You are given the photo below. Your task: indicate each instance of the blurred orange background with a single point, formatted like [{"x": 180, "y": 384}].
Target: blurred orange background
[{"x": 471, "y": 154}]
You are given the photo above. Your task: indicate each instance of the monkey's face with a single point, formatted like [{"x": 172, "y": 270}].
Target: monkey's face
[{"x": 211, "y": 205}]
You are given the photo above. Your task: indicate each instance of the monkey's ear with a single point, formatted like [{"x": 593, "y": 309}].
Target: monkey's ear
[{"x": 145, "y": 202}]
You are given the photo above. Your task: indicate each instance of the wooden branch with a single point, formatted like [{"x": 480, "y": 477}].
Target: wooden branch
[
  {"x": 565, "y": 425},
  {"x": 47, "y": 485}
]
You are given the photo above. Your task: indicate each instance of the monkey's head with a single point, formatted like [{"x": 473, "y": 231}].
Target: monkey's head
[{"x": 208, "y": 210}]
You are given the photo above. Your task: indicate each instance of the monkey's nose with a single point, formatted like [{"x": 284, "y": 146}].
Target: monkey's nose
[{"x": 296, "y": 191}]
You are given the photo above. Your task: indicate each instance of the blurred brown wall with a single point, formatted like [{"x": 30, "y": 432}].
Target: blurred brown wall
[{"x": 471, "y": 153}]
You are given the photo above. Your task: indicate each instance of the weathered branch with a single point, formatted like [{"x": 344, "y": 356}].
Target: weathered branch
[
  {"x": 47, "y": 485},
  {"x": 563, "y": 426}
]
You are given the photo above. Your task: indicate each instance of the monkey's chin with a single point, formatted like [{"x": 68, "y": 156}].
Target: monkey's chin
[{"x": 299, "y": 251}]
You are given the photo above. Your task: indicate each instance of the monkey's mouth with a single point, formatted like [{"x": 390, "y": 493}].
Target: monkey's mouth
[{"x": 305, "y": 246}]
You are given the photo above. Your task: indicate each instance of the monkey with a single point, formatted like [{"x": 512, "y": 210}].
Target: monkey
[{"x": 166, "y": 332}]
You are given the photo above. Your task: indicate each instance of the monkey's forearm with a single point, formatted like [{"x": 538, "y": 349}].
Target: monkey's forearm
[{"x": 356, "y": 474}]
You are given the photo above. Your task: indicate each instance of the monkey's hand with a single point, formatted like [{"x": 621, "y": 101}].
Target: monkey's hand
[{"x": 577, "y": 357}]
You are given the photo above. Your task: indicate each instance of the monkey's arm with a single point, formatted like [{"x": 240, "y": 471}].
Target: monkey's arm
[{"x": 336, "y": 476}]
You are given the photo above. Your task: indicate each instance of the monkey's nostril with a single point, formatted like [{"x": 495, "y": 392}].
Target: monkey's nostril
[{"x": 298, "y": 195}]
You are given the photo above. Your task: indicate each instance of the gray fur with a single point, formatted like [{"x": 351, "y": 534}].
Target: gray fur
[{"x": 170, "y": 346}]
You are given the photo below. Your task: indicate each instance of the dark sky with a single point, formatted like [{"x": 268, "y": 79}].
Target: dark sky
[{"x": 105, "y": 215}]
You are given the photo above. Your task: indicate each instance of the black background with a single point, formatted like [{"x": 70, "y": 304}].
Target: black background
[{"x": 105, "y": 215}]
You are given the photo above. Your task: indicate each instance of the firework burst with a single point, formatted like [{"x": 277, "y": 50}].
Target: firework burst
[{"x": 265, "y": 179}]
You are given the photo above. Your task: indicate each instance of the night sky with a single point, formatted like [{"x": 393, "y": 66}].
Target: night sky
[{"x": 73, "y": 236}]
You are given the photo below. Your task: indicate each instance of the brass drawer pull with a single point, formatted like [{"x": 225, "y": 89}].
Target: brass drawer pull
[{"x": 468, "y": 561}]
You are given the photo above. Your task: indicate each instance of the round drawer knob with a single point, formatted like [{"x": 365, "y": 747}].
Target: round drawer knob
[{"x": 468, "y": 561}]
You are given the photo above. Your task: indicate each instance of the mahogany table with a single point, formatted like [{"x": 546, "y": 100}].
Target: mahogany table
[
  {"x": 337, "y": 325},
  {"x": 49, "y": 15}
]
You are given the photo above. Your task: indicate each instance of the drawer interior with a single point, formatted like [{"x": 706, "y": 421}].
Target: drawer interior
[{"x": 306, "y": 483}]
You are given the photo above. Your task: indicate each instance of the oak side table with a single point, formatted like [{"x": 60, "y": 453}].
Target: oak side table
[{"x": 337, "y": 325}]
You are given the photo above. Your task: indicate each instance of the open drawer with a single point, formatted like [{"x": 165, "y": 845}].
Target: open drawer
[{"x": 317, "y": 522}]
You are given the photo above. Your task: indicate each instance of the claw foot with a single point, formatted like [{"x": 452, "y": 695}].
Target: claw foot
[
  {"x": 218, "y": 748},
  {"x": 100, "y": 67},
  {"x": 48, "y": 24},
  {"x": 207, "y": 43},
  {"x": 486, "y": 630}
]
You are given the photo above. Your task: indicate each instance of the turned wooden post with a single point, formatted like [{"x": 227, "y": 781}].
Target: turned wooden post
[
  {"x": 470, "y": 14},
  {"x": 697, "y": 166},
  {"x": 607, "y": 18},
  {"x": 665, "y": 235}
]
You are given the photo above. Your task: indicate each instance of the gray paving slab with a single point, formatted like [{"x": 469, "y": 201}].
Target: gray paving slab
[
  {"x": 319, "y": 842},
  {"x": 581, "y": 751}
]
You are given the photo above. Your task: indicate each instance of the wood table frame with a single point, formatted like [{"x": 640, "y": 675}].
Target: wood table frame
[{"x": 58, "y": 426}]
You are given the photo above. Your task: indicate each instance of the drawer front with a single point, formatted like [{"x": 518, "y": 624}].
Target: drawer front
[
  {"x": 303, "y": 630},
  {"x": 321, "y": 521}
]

----

• [Brief]:
Starting at the line that contains "of the claw", repeat each line exactly through the last one in the listing. Include both of those lines and nothing more.

• [Response to the task]:
You are given the photo above. Your task: indicate each instance of the claw foot with a single point, formatted like [{"x": 452, "y": 695}].
Target: claw foot
[
  {"x": 218, "y": 748},
  {"x": 100, "y": 67},
  {"x": 48, "y": 24},
  {"x": 207, "y": 43},
  {"x": 486, "y": 630}
]
You are given the photo above. Your task: indicate each instance of the turned wooden post with a single point, formatted like [{"x": 227, "y": 781}].
Target: turned wooden post
[
  {"x": 470, "y": 14},
  {"x": 697, "y": 166},
  {"x": 607, "y": 18},
  {"x": 665, "y": 235}
]
You are given the photo above. Your task: indicate each instance of the gray paving slab with a single point, formatted like [{"x": 469, "y": 201}].
Target: gray paving slab
[
  {"x": 319, "y": 842},
  {"x": 581, "y": 751}
]
You are given the photo above. Your task: indicate each instance of the wood table frame with a single point, formatted like [{"x": 640, "y": 675}].
Target: wood table frame
[{"x": 58, "y": 426}]
You are given the photo above. Your task: indicate each instance of the drawer front with a single point, formatted like [{"x": 518, "y": 624}].
Target: drawer front
[
  {"x": 303, "y": 630},
  {"x": 321, "y": 521}
]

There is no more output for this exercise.